Data shown: Begin
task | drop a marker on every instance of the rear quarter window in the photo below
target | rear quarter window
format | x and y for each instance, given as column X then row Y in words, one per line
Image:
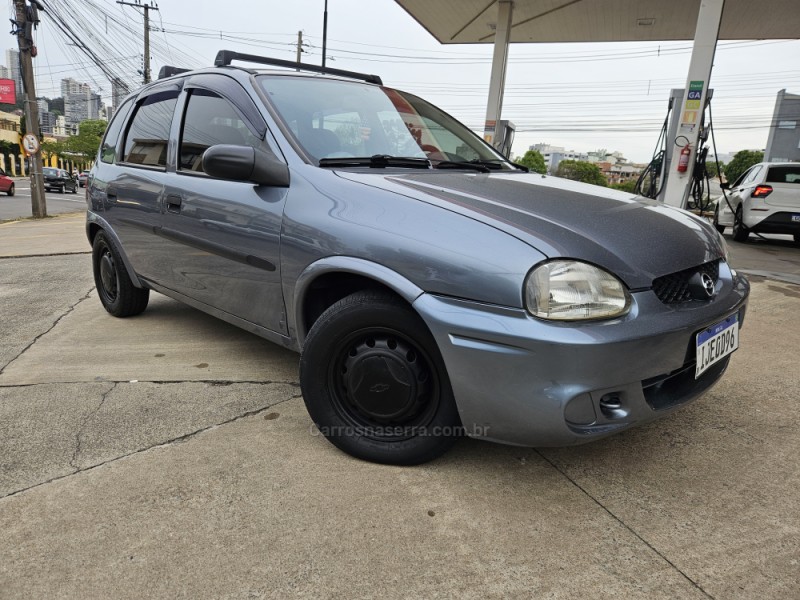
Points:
column 787, row 174
column 148, row 134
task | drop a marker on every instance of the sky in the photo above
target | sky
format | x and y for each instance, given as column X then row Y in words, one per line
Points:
column 580, row 96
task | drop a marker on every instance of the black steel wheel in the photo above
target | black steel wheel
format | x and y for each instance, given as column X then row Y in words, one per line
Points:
column 117, row 293
column 717, row 226
column 375, row 384
column 740, row 231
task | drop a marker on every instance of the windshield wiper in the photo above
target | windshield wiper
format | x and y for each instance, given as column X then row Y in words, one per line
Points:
column 482, row 165
column 377, row 161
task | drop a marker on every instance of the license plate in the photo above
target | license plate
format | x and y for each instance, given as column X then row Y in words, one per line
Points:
column 716, row 342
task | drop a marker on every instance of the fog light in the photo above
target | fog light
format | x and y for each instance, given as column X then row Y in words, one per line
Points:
column 611, row 406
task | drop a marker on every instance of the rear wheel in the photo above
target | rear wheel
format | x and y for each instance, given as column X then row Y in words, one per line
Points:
column 375, row 384
column 114, row 287
column 740, row 231
column 717, row 225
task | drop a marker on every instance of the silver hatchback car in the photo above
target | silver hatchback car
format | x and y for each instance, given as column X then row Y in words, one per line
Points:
column 434, row 288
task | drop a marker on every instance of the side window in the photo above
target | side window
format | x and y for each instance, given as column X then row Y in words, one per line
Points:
column 751, row 176
column 210, row 120
column 108, row 150
column 148, row 133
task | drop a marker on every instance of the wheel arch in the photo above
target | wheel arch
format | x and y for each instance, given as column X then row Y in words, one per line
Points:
column 94, row 225
column 328, row 280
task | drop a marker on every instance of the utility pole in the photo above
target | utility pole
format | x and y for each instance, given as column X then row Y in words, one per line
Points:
column 147, row 6
column 24, row 32
column 324, row 33
column 299, row 44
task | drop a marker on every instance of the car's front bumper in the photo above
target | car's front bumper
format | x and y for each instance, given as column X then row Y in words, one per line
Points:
column 520, row 380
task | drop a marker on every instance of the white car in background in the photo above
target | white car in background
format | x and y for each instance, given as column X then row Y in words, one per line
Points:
column 765, row 199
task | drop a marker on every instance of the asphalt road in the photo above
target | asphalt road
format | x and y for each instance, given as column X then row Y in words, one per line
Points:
column 18, row 206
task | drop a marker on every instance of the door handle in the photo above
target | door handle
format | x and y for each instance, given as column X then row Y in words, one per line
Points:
column 174, row 203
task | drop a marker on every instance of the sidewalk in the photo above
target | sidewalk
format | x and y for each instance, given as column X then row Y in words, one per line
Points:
column 170, row 455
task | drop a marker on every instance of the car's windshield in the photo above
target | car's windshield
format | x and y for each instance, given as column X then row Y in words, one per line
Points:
column 334, row 119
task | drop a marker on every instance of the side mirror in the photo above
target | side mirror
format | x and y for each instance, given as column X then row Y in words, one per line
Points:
column 244, row 163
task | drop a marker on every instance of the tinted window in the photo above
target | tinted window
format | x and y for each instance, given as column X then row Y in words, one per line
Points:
column 210, row 120
column 108, row 150
column 789, row 174
column 753, row 174
column 148, row 134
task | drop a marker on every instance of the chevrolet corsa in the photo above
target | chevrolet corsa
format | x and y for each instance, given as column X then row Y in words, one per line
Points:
column 432, row 287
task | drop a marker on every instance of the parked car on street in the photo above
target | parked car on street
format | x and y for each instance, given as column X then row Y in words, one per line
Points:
column 765, row 199
column 59, row 180
column 433, row 288
column 6, row 183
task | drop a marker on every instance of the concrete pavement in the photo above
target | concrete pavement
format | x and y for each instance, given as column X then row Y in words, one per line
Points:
column 170, row 455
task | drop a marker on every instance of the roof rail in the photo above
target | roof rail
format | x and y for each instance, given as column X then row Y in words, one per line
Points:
column 225, row 57
column 167, row 71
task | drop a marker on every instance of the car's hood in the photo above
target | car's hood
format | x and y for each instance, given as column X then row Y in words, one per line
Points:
column 635, row 238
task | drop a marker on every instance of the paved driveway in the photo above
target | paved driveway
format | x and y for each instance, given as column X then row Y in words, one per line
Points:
column 169, row 455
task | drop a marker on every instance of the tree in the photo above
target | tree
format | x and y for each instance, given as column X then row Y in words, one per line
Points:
column 741, row 161
column 711, row 167
column 580, row 170
column 534, row 160
column 86, row 143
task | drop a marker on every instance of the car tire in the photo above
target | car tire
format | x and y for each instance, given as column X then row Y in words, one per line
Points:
column 717, row 226
column 740, row 231
column 117, row 293
column 375, row 384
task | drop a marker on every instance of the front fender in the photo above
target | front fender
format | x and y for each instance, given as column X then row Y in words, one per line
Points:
column 93, row 219
column 342, row 264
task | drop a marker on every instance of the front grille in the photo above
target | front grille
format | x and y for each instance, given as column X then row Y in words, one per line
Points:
column 675, row 288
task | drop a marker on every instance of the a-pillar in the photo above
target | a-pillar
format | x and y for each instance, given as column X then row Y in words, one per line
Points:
column 502, row 35
column 676, row 190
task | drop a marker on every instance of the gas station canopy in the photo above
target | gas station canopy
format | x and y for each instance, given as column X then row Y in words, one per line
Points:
column 504, row 22
column 474, row 21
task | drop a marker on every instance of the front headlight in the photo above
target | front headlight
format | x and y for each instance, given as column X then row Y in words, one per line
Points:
column 568, row 290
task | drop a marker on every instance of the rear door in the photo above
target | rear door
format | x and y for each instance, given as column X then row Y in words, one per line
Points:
column 785, row 183
column 134, row 185
column 223, row 236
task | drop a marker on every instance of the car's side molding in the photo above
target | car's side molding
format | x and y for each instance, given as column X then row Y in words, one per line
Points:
column 350, row 265
column 95, row 219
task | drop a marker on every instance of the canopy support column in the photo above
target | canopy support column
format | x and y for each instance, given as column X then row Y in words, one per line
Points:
column 494, row 108
column 693, row 103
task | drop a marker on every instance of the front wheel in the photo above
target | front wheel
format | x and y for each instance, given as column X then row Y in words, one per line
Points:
column 740, row 231
column 375, row 384
column 114, row 286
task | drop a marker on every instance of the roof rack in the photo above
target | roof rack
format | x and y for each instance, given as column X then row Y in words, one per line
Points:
column 168, row 71
column 225, row 57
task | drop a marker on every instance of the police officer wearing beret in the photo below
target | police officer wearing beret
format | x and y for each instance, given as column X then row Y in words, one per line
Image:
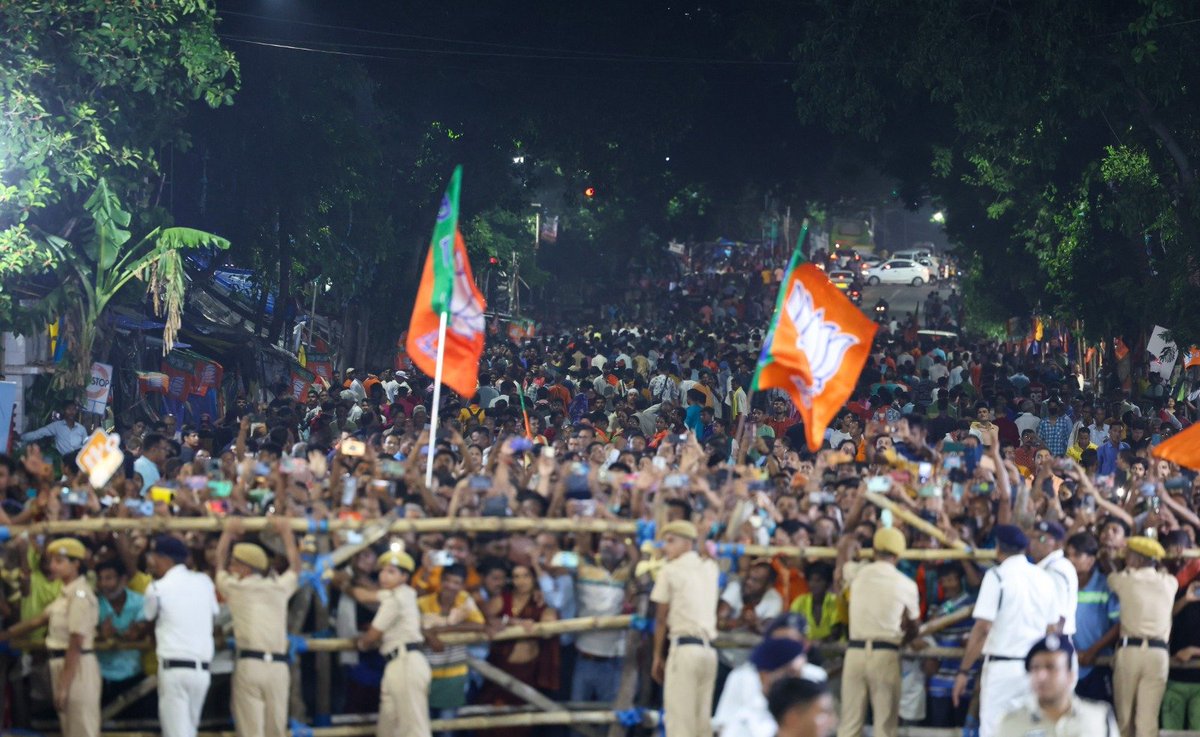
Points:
column 71, row 623
column 1056, row 711
column 1015, row 607
column 687, row 594
column 885, row 609
column 1141, row 663
column 396, row 631
column 258, row 604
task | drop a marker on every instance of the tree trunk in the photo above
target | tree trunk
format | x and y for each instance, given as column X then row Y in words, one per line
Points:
column 283, row 294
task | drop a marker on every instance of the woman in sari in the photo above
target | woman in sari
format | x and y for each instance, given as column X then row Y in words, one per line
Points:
column 533, row 661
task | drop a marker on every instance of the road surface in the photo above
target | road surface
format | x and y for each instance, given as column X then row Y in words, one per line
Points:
column 901, row 298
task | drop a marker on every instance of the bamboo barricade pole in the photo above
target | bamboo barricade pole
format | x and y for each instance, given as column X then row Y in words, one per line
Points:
column 303, row 525
column 334, row 645
column 480, row 721
column 960, row 551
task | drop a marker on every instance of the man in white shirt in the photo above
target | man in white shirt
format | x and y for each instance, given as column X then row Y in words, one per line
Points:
column 69, row 435
column 1045, row 547
column 1015, row 609
column 183, row 604
column 149, row 465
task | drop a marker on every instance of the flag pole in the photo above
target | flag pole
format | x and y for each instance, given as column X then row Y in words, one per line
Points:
column 437, row 400
column 797, row 259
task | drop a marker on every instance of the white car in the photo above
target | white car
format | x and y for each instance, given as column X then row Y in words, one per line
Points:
column 898, row 271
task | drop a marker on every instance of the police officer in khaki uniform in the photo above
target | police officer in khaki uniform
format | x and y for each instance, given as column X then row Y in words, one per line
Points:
column 1140, row 667
column 883, row 609
column 687, row 593
column 396, row 631
column 258, row 603
column 1057, row 711
column 71, row 623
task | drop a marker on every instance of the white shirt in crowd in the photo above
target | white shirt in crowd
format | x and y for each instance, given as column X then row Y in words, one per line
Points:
column 66, row 439
column 184, row 605
column 1027, row 598
column 1066, row 583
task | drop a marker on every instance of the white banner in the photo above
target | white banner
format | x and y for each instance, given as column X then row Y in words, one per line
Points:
column 1164, row 353
column 7, row 403
column 99, row 388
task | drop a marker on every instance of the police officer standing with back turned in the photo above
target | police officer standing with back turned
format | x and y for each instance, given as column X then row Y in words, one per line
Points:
column 1015, row 607
column 1140, row 666
column 1056, row 711
column 183, row 604
column 258, row 603
column 883, row 609
column 396, row 631
column 71, row 622
column 685, row 593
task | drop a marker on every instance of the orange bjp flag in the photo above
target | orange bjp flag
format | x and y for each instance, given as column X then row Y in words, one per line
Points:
Data shown: End
[Work request] Return solely the count of lines in the data above in which the word "khaki" occurs.

[Your solution] 2